AUFGABE >>
Überführe bitte sämtliche Zeilen der folgenden Daten in eine JSON-Liste aus Zeichenketten, mit einem Eintrag pro Zeile. Leerzeilen werden ausgelassen.
--------------------------------------------------
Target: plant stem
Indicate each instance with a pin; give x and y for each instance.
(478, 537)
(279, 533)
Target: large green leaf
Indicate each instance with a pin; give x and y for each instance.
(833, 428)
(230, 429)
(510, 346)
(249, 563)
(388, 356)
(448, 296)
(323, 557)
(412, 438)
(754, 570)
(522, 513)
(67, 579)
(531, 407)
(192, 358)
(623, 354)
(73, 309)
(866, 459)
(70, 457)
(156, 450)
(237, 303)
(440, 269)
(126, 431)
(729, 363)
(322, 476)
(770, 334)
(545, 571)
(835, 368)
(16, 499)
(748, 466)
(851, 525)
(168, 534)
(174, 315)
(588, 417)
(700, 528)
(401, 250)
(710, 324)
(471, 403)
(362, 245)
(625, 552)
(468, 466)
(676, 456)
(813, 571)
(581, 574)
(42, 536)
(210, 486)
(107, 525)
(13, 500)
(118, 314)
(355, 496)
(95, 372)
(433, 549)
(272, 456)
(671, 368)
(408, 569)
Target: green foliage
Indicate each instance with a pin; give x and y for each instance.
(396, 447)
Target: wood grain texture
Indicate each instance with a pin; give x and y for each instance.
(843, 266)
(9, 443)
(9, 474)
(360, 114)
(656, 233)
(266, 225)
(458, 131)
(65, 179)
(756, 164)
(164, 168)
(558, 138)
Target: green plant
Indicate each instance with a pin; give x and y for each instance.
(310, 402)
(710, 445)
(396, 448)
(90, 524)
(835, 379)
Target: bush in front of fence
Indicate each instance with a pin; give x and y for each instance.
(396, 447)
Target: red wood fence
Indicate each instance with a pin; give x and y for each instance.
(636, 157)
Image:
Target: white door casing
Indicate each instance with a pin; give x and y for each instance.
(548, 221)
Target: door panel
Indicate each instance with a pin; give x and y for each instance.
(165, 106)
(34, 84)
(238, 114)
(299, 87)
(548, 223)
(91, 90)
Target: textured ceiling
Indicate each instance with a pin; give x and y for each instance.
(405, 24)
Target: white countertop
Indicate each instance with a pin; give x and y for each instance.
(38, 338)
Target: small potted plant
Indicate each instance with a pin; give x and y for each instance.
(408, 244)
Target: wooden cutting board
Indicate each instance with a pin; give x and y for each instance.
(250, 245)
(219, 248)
--------------------------------------------------
RICHTIGE ANTWORT >>
[
  "Target: plant stem",
  "Indicate each instance with a pin; give x and y for each instance.",
  "(478, 537)",
  "(279, 533)",
  "Target: large green leaf",
  "Indicate each instance with a pin; give x and y for each instance.",
  "(833, 428)",
  "(230, 429)",
  "(510, 346)",
  "(249, 563)",
  "(388, 356)",
  "(448, 296)",
  "(323, 557)",
  "(412, 438)",
  "(754, 570)",
  "(522, 513)",
  "(67, 579)",
  "(531, 407)",
  "(192, 358)",
  "(623, 354)",
  "(73, 309)",
  "(866, 459)",
  "(70, 457)",
  "(156, 450)",
  "(237, 303)",
  "(440, 269)",
  "(126, 431)",
  "(729, 363)",
  "(322, 476)",
  "(770, 334)",
  "(545, 571)",
  "(835, 368)",
  "(16, 499)",
  "(748, 466)",
  "(851, 525)",
  "(168, 534)",
  "(174, 315)",
  "(588, 417)",
  "(700, 528)",
  "(401, 250)",
  "(710, 324)",
  "(471, 403)",
  "(362, 245)",
  "(625, 552)",
  "(468, 466)",
  "(676, 456)",
  "(813, 571)",
  "(581, 574)",
  "(42, 536)",
  "(210, 486)",
  "(107, 525)",
  "(13, 500)",
  "(118, 314)",
  "(355, 496)",
  "(95, 372)",
  "(433, 549)",
  "(272, 456)",
  "(671, 368)",
  "(408, 569)",
  "Target: green foliage",
  "Indicate each instance with a pin; give x and y for each instance.",
  "(396, 447)",
  "Target: wood grain texture",
  "Indicate each instance with a pin; give x and y for each instance.",
  "(843, 266)",
  "(9, 443)",
  "(9, 474)",
  "(360, 114)",
  "(656, 233)",
  "(266, 225)",
  "(458, 131)",
  "(65, 179)",
  "(756, 164)",
  "(164, 168)",
  "(558, 138)",
  "Target: green plant",
  "Indicate each instance with a pin; give x and y for each instance.",
  "(310, 402)",
  "(710, 445)",
  "(396, 448)",
  "(90, 524)",
  "(835, 379)",
  "Target: bush in front of fence",
  "Indicate each instance with a pin; give x and y for each instance.",
  "(396, 447)",
  "Target: red wood fence",
  "Indicate each instance with a pin; give x and y for each instance.",
  "(636, 157)",
  "Image:",
  "Target: white door casing",
  "Indicate each instance with a pin; give x and y for each instance.",
  "(548, 221)",
  "Target: door panel",
  "Indicate each instance with a pin; give x and y for each instance.",
  "(165, 106)",
  "(34, 84)",
  "(238, 114)",
  "(299, 87)",
  "(548, 223)",
  "(91, 90)",
  "Target: textured ceiling",
  "Indicate each instance with a pin; give x and y for each instance.",
  "(405, 24)",
  "Target: white countertop",
  "Indicate each instance with a pin; give x and y for each instance.",
  "(38, 338)",
  "Target: small potted plant",
  "Indicate each instance with a pin; give x and y for each instance.",
  "(408, 244)",
  "Target: wooden cutting board",
  "Indicate each instance with a pin; give x and y for each instance.",
  "(250, 245)",
  "(219, 248)"
]